**TASK INSTRUCTIONS:** Count the lines in the items below that contain the word "white", treating uppercase and lowercase as different, and reply with the number alone.

--- start of RECORDS SUPPLIED ---

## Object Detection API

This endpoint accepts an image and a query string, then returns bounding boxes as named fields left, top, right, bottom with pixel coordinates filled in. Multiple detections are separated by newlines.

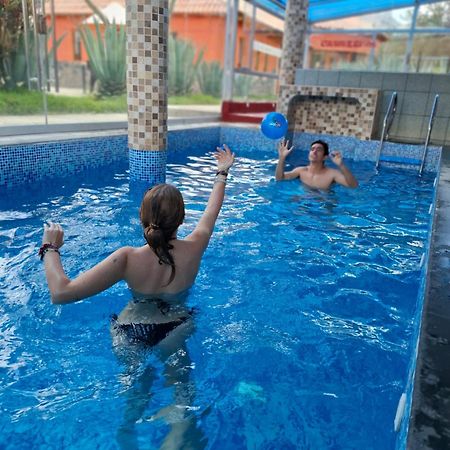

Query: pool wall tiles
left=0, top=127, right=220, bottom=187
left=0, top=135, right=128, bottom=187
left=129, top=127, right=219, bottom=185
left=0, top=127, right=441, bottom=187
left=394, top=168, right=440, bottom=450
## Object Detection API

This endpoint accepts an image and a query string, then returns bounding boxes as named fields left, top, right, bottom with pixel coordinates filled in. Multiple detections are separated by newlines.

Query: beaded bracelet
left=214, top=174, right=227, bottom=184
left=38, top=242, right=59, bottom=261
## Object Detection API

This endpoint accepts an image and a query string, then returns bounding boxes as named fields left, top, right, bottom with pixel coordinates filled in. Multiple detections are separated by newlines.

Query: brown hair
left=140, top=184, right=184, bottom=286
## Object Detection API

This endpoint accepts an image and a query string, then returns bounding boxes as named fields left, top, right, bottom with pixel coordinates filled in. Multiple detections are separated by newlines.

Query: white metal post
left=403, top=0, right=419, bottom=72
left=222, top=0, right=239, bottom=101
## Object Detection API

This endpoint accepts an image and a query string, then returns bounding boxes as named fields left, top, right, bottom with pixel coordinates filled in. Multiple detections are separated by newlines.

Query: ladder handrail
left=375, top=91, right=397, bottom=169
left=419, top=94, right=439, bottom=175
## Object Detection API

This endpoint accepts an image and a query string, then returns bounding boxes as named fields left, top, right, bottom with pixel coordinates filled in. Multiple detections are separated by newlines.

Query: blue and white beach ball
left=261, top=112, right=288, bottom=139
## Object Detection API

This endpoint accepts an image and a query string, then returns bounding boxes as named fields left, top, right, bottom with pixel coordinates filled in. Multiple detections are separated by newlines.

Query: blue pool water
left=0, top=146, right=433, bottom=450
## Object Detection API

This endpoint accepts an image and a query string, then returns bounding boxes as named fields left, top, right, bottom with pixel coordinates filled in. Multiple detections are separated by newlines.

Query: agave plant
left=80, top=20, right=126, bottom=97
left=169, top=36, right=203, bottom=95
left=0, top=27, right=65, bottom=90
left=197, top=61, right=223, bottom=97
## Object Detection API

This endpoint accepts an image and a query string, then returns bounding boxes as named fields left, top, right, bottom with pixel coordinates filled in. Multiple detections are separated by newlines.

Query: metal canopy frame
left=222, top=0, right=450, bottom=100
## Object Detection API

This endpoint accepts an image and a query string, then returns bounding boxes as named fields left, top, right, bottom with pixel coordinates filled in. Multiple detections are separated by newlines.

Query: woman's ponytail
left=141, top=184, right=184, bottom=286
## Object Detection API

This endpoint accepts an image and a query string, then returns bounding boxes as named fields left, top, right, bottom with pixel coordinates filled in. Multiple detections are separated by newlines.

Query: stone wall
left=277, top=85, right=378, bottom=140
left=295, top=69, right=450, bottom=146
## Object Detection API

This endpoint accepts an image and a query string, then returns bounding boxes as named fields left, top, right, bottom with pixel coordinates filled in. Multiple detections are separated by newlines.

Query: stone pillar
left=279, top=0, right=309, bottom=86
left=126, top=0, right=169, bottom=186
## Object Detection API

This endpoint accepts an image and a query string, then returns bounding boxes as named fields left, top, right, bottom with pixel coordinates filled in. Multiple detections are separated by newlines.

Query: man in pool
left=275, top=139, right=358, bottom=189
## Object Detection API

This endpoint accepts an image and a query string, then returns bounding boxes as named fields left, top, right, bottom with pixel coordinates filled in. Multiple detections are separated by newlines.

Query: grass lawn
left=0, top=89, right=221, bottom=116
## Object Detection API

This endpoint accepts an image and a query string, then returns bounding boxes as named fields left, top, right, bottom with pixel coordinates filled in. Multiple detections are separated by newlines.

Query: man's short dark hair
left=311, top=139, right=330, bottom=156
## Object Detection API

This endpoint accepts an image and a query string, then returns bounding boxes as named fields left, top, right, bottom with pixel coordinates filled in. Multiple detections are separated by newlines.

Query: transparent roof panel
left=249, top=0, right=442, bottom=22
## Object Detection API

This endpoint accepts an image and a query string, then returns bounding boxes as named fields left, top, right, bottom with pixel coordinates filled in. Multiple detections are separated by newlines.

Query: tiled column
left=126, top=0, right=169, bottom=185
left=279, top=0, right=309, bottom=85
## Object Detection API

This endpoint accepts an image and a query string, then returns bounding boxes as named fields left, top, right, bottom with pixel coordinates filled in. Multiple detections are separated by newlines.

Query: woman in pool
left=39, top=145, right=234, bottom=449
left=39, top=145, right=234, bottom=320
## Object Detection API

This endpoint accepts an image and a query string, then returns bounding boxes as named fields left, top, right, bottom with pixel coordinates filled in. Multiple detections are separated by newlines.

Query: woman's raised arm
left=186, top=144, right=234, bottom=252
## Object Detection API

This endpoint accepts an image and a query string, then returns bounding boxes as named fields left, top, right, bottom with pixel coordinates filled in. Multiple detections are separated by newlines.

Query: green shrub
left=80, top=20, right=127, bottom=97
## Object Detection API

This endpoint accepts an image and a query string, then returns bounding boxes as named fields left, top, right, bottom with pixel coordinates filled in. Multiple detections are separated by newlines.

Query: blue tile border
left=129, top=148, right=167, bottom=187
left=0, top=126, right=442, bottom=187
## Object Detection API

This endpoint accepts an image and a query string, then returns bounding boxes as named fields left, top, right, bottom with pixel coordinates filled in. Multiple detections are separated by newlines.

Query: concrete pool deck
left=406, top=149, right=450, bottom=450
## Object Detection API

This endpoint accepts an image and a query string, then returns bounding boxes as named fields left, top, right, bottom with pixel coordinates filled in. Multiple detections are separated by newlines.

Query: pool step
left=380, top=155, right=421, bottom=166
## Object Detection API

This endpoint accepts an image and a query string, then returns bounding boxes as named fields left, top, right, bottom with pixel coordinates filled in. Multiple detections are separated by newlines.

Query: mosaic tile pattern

--- end of RECORDS SUPPLIED ---
--- start of RECORDS SUPPLIED ---

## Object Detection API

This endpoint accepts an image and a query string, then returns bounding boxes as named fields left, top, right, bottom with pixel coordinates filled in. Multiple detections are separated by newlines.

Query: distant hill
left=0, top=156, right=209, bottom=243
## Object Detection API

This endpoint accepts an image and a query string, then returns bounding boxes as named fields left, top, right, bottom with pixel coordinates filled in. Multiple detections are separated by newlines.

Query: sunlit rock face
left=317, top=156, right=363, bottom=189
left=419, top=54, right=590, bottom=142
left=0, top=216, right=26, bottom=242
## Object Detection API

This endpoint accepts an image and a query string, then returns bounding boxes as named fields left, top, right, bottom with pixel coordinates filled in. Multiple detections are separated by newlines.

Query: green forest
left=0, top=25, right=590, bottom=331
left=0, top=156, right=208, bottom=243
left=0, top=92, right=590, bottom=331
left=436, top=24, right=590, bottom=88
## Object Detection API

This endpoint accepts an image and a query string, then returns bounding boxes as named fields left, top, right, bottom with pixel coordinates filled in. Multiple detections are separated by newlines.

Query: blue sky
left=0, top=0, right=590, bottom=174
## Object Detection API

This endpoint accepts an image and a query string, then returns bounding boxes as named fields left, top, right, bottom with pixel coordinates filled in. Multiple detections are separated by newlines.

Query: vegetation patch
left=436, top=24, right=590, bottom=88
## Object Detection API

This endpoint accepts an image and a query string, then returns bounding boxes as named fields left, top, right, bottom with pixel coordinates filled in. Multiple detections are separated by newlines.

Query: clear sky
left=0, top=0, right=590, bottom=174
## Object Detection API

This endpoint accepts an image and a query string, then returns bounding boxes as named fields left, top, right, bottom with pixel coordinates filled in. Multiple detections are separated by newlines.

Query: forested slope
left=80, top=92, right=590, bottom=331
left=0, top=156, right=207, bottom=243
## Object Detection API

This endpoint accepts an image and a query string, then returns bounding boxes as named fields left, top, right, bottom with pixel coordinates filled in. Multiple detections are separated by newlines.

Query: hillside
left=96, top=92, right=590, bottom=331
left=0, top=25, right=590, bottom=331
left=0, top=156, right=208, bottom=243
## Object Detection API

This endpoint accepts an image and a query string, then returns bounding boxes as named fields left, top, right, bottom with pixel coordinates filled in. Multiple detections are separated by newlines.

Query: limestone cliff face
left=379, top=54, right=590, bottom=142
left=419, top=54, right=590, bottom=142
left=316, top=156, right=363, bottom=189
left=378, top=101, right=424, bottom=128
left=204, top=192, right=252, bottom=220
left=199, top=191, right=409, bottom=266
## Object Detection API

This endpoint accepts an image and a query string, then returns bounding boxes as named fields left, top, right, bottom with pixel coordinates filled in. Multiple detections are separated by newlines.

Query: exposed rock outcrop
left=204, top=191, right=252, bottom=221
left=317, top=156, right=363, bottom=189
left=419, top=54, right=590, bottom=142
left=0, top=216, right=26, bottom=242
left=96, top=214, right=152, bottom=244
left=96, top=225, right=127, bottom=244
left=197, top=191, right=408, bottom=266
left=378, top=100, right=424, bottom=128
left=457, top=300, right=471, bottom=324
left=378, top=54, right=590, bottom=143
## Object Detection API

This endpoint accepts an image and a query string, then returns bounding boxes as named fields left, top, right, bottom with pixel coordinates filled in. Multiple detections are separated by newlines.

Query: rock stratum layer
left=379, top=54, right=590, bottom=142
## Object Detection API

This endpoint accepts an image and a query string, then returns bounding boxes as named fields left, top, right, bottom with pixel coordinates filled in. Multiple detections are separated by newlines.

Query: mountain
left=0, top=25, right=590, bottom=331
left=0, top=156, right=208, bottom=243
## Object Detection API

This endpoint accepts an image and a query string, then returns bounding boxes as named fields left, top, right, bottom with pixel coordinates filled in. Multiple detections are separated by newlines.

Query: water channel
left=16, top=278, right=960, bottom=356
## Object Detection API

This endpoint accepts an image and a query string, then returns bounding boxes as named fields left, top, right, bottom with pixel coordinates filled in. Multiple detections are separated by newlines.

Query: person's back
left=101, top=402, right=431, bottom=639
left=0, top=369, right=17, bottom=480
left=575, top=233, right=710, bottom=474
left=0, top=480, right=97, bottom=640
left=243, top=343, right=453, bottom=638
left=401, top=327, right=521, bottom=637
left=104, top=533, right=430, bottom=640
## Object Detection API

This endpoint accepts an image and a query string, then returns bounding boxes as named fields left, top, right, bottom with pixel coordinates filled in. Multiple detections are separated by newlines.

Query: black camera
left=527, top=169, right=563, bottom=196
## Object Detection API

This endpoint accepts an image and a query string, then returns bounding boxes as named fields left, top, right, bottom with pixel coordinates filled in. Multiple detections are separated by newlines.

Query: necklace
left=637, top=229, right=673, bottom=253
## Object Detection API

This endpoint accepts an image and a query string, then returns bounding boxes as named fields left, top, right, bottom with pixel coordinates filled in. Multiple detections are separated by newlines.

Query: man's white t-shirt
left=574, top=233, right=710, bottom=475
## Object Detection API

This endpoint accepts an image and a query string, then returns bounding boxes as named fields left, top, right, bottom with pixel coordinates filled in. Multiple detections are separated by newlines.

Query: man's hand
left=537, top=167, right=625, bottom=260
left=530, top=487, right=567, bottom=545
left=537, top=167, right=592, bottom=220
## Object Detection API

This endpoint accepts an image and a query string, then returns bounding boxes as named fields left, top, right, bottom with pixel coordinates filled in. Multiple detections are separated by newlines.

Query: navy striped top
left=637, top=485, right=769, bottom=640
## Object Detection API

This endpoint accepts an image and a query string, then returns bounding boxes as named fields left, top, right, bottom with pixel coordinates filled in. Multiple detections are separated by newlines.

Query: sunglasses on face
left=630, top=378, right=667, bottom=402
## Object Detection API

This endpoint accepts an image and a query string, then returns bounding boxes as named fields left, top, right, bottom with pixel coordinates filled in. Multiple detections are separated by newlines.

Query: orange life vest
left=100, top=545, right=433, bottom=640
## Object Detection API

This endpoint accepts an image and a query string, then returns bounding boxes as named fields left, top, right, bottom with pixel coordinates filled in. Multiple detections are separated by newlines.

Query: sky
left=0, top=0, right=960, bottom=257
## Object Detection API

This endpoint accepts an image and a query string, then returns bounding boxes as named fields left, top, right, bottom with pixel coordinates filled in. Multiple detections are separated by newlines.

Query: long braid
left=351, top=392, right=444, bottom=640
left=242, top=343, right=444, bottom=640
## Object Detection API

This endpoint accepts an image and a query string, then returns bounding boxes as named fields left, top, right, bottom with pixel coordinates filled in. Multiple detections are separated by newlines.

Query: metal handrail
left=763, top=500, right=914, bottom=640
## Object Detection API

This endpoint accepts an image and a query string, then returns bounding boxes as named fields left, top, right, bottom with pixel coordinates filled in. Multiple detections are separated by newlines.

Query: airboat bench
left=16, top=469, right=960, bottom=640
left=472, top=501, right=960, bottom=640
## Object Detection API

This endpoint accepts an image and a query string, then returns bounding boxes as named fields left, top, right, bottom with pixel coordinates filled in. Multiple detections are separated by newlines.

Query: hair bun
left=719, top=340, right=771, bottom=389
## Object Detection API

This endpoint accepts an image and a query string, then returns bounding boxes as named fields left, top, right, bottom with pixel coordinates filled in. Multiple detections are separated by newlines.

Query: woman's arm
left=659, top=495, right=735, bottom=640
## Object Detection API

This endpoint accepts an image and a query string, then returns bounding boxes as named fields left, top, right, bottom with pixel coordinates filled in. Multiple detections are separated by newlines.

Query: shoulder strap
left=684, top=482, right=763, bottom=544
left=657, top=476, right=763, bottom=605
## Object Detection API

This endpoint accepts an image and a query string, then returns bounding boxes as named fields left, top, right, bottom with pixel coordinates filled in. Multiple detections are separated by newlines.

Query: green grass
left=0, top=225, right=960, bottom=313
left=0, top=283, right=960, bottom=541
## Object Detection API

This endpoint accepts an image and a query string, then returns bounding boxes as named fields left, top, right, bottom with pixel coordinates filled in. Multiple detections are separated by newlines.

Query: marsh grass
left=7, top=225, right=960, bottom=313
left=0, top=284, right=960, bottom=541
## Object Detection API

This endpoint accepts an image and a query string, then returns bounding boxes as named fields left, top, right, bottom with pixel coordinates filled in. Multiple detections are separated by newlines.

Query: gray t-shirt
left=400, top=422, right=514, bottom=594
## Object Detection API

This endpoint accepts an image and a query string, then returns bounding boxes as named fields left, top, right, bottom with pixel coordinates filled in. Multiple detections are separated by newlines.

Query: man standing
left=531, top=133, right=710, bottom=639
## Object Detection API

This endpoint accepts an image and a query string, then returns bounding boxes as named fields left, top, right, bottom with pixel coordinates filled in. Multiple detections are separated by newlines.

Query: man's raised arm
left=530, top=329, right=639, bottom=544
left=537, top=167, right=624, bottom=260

--- end of RECORDS SUPPLIED ---
--- start of RECORDS SUPPLIED ---

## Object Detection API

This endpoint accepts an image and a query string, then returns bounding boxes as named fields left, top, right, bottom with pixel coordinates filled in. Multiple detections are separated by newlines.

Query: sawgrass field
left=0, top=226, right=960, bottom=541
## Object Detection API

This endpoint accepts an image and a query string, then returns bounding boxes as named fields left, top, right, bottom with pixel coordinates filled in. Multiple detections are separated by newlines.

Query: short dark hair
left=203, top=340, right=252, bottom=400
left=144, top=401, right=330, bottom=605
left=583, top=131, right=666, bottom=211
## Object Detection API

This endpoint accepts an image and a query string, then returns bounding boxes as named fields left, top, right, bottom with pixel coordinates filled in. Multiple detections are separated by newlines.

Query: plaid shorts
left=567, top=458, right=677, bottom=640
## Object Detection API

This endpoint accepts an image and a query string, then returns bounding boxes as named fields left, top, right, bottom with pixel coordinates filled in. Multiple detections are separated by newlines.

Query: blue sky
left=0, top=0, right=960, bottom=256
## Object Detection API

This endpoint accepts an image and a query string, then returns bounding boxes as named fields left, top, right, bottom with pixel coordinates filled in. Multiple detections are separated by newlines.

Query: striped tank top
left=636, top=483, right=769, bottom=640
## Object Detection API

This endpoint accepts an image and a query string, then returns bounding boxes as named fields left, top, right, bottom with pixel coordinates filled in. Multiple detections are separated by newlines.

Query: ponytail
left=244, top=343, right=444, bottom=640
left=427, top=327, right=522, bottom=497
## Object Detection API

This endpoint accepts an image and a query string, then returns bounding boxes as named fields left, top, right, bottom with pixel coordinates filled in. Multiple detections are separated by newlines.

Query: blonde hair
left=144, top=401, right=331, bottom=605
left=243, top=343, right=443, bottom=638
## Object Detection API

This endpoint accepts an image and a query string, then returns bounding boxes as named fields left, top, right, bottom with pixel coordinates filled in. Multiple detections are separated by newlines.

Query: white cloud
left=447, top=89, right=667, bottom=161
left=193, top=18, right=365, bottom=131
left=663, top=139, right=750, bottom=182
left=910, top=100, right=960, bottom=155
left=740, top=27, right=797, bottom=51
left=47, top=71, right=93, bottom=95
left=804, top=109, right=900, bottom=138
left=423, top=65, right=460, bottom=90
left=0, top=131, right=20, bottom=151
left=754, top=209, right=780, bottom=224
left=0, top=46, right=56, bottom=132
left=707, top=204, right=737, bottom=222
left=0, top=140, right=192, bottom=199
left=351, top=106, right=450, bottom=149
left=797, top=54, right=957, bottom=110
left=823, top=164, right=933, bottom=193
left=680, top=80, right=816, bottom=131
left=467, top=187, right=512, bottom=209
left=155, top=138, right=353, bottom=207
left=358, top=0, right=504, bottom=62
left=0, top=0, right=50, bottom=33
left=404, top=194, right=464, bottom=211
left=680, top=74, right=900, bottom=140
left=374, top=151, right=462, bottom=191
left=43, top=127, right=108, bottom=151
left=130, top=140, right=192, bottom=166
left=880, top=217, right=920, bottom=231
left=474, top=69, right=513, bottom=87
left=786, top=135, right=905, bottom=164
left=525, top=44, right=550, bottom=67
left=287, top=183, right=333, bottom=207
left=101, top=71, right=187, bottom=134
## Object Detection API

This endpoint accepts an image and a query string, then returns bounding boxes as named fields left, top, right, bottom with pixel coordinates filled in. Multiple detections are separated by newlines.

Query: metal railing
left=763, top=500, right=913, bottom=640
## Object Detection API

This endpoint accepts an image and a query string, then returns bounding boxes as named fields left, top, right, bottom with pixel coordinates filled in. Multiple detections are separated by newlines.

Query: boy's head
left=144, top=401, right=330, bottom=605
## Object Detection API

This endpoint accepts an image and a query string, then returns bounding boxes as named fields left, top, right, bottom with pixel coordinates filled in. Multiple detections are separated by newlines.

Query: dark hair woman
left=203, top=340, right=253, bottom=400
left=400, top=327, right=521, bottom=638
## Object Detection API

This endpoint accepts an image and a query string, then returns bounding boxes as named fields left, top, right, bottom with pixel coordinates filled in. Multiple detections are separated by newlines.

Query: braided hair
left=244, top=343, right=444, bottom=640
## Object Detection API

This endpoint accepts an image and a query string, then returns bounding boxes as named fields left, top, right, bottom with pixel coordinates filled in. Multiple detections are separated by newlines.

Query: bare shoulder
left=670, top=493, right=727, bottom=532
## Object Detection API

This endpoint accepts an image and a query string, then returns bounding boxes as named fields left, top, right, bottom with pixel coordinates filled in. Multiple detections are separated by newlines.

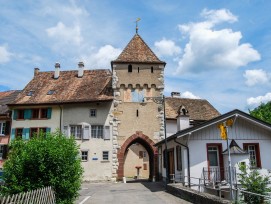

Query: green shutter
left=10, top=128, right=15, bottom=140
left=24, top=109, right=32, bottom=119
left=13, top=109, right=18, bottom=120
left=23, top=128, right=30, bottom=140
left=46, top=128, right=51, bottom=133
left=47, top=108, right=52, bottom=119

--- end of RECORDS SUPPLIED ---

**RESULT OF THIS EXERCISE:** 4